- What you need to do
Please locate every line in the records below that contains the word "hill", and copy each of those lines.

- Data supplied

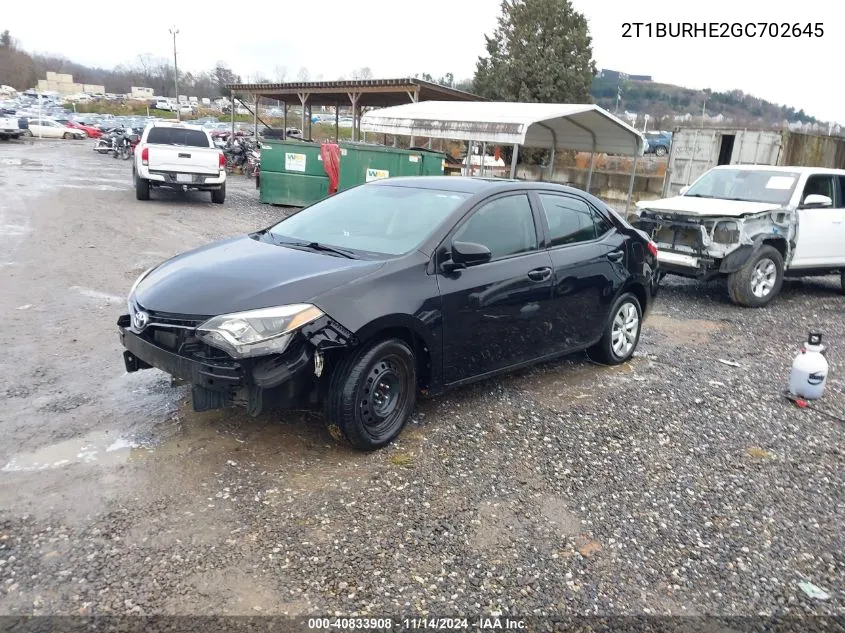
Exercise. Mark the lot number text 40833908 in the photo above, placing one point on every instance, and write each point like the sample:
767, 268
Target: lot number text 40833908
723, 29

---

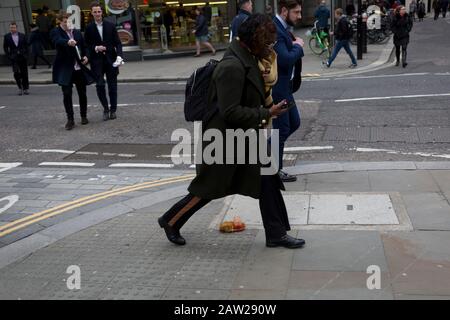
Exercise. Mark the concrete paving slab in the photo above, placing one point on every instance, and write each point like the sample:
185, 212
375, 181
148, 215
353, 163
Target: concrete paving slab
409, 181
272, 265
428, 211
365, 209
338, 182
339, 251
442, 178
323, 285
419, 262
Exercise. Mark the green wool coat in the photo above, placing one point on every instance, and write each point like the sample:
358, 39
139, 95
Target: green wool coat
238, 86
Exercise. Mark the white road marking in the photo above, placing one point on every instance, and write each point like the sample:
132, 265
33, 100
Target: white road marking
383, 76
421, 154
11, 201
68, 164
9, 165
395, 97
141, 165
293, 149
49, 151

...

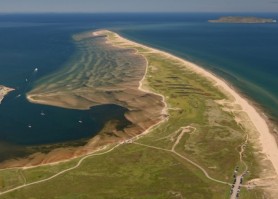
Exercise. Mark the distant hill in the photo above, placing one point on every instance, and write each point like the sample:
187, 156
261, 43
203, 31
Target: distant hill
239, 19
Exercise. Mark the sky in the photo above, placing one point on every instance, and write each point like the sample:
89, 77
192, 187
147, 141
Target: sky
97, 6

- Task output
Exercise. Mark the distant hill in the photo above, placing one point on every instance, and write each point like the sample:
Target: distant hill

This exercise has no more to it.